**Excerpted text:**

• • • •

Internally, the company produces its own best-practices courses in fields such as billing, pricing, and project planning. Drawing from its 11 branch offices, DPR regularly convenes people who have similar jobs -- estimators, project managers, superintendents -- to discuss ways to improve performance in the seven "critical success factors" that it has identified as essential to its prosperity. Those factors include estimating accuracy ("The first estimate we present is a reliable forecast"), zero punch list ("When we say we're done, we're done"), and project closeout ("Crisply complete every project"). The company's regional and national meetings become training workshops on how to excel in these areas.
Of course, DPR's real work -- and most of its brainpower -- is not at headquarters or in any branch office. It's on-site, where its buildings are going up. If knowledge never gets to the job site, then it can't be of much value. That's why every new hire gets a state-of-the-art laptop, which the company outfits with some or all of its core applications: Lotus Notes, Microsoft Project, Timberline (for estimating), and Expedition and ProLog (for project management). The knowledge workers of DPR may not be quite as wired as their peers at Oracle or Netscape, but within the world of construction, they are on the bleeding edge of information technology.
"This industry has always focused on its tools," says Woods. "But 'tools' usually means a crane or a laser screed for concrete work. When it comes to computers, the reaction is, 'No way, we're not going to spend money on those. We already have all the tools we need to do the job.' "
But it is DPR's information tools that have enabled the company to perform some of its more remarkable construction feats. One such feat involved completing, in a record 11 months, a $300 million wafer-fab and office complex in Richmond, Virginia for White Oak Semiconductor, a joint venture between Motorola and Siemens. The White Oak project required around-the-clock shifts and more than 1 million person-hours of labor. But the hardest part wasn't doing the physical work; it was coordinating the schedules and tracking the oceans of information.
So in Richmond, as on most of its projects, DPR set up a communications trailer, complete with servers, routers, T1 lines, and cellular connections. Such a nerve center allows DPR's on-site people to communicate with every member of their team -- from subcontractors who use AOL accounts to architects who upload CAD designs. DPR also creates a Web site for almost every project, enabling everyone to stay on the same (Web) page and eliminating miscues that can result in days or weeks of delays. On the Novell project, DPR took connectivity one step further: At the site, it installed a digital camera atop a 100-foot pole; the camera snapped photos every three hours and downloaded them to the project's Web page. That way, Novell employees in Provo were able to watch the new campus being built -- almost in real time.

• • • •

**Entries shown:**
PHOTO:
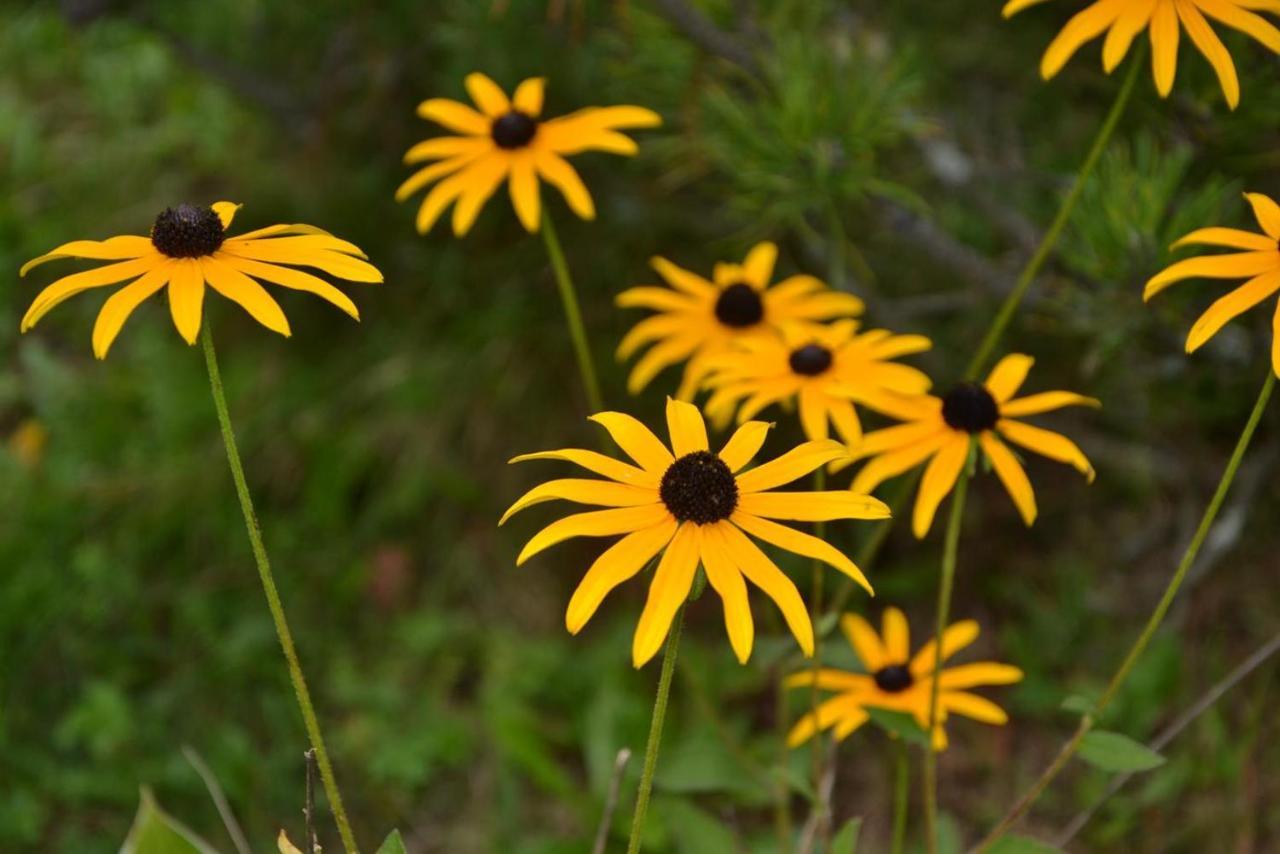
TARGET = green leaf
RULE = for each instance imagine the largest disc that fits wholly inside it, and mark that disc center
(846, 840)
(393, 844)
(1022, 845)
(156, 832)
(1118, 753)
(899, 724)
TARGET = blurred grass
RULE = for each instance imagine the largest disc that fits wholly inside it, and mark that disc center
(457, 707)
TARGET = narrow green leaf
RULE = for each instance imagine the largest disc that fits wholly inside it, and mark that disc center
(1118, 753)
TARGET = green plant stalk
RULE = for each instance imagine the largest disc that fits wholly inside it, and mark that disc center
(572, 315)
(1064, 214)
(1148, 631)
(659, 716)
(901, 786)
(946, 584)
(273, 596)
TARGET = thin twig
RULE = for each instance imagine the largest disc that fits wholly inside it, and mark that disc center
(1260, 657)
(219, 798)
(611, 800)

• • • •

**Problem to work on:** Proceed with the passage on DPR's use of information tools in construction, starting after its last sentence.

**Task output:**
DPR uses knowledge-sharing technology internally as well as externally. A few months ago, Jim Webb, 55, a superintendent for a renovation project at the Summit Medical Center in Oakland, California, received an email from an engineer in DPR's San Diego office. The engineer had a problem: Seawater was leaking into the foundations of a site. Webb, it turned out, had spent a lot of time on a previous job working with bridges and tunnels. He suggested, through email, that the engineer's crew freeze the ground by injecting it with liquid nitrogen -- a technique that he had seen used on projects in Milwaukee and Chicago. "These guys had been around building construction all of their lives, and they had never heard of that trick," says Webb. "No one at this company has done everything. But a lot of us have specialties. So when you find a problem that's beyond your expertise, you get on the computer and draw on other resources."
Webb says he has been "shocked" at the level of knowledge sharing inside DPR, which he joined in January 1997. One reason: He sits at the center of that process. At the Summit Medical Center, he's in charge of the project's continuous-improvement program (CIP), which is perhaps the most basic form of knowledge sharing at DPR. CIP is ubiquitous -- and deceptively simple. By submitting a form known as an OFI ("opportunity for improvement"), anyone on a job site -- an architect, an outside tradesperson, a DPR manager -- can suggest ways to do a specific task better, faster, more safely, or more efficiently. An elected committee of craftspeople and DPR employees decides which OFIs make sense -- and then implements them.